● EXERCISE DESCRIPTION:
Reproduce the data exactly and drop any pictures it holds.

════

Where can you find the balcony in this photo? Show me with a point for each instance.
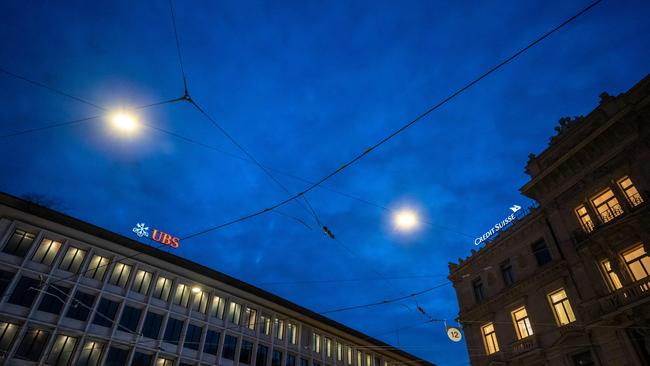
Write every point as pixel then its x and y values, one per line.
pixel 626 296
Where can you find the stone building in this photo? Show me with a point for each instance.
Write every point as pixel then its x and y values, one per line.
pixel 568 282
pixel 75 294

════

● RESPONSE FOR THIS EXERCISE:
Where can you find the balcony in this photo? Show me with a point for each instance.
Write every point as pixel then its x and y values, one per line.
pixel 626 296
Where can you find the stone building in this photo? Show me with a point for each instance.
Write every point as pixel then its x and y values, one per line.
pixel 568 282
pixel 75 294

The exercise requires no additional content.